§ Serie di compiti
1 – Trascrivi il brano sul concerto nella Chiesa di San Secondo a partire da "Il concerto finale" e fino a "Morenica di Ivrea.".
2 – Riprendi il testo sul concerto finale del festival di Magnano e proseguilo dopo la sua ultima frase.

§ Estratto
★ ★ ★ ★
Il concerto finale del Festival di Musica antica, che si svolge da trentaquattro anni a Magnano (Biella), apre le porte della splendida Chiesa di San Secondo, una pieve romanica d’inaudito splendore che dal XI secolo si trova poco oltre il crinale della Serra Morenica di Ivrea.

Il pubblico affolla la piccola chiesa a tre navate in una sera di fine estate per ascoltare musica da camera in un allestimento tanto semplice, quanto scenografico: un concerto a lume di candela. Cosa rende così speciale questo sabato 31 agosto 2019?
Il primo è un motivo storico: questa chiesetta in mezzo ai boschi è testarda e resistente (mi pare che in questo sia simile alla caparbietà del padre del festival Willy Brauchli che rende un meritorio servizio musicale alla sua terra d’adozione). In origine, nel XII secolo, la pieve era attorniata dall’antico borgo di Magnano. Quando due secoli più tardi la popolazione si trasferì a vivere sul cucuzzolo (dov’è oggi l’attuale Magnano) perse la sua centralità. Non essendoci motivo di conservare l’antica chiesa romanica (la nuova parrocchia era diventata Santa Marta), nel 1606 si decise per la sua demolizione al fine di recuperare il materiale edilizio per la nuova chiesa. I fedeli si opposero, ottenendo che la pieve rimanesse attiva: e così fu. Nel diciannovesimo secolo la storia ricominciò da capo e nel 1968 un cantiere la restituì finalmente alla sua maestosità (che speriamo ora duri in eterno).
★ ★ ★ ★
§ Materiale di partenza
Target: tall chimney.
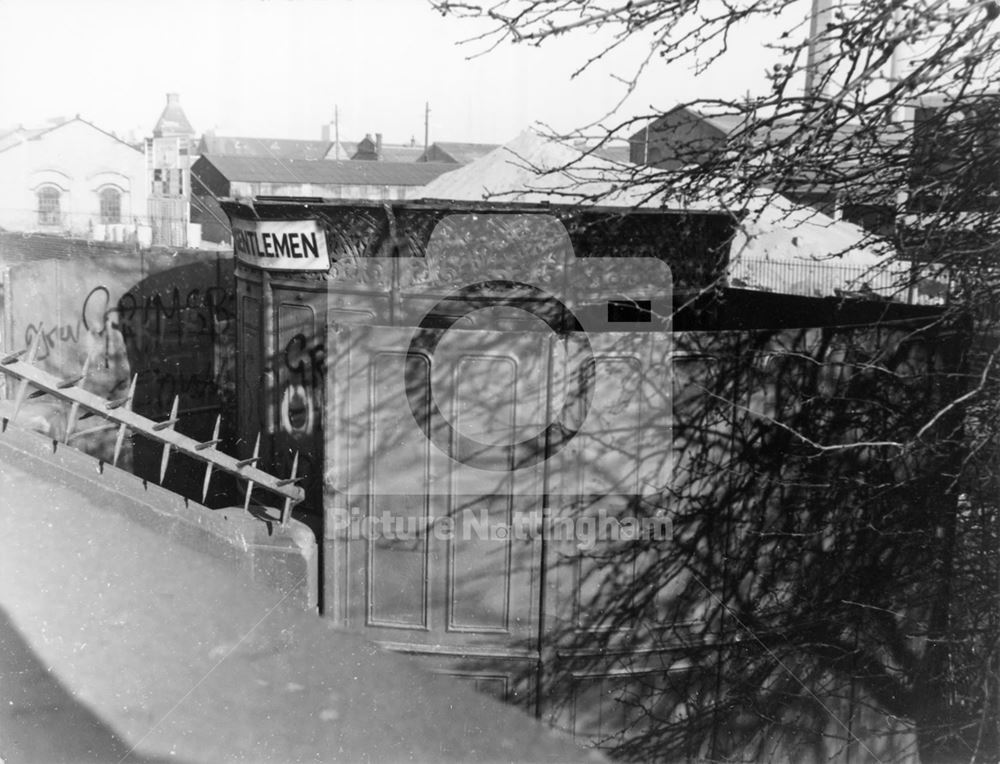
[805,0,836,98]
★ ★ ★ ★
§ Risultati finali
1 –
Il concerto finale del Festival di Musica antica, che si svolge da trentaquattro anni a Magnano (Biella), apre le porte della splendida Chiesa di San Secondo, una pieve romanica d’inaudito splendore che dal XI secolo si trova poco oltre il crinale della Serra Morenica di Ivrea.

2 –
Il secondo è un motivo di ordine pratico: la chiesa è praticamente sempre chiusa ed è grazie a questo Festival se la si può visitare e se le sue mura possono rallegrarsi e riprendere un po’ di vita con questi suoni.
Il terzo, infine, è un motivo prettamente musicale: non solo perché l’Aglàia Ensemble (Cinzia Barbagelata, violino, Jorge Alberto Guerrero, violoncello, Enrico Barbagli, clavicembalo) è una compagine di ottimo livello, ma anche perché impagina un concerto di musica barocca (dal titolo Il canto del contrappunto, il violino italiano nella musica di Bach) in modo originale e assai raffinato anche per chi ha consuetudine con il barocco.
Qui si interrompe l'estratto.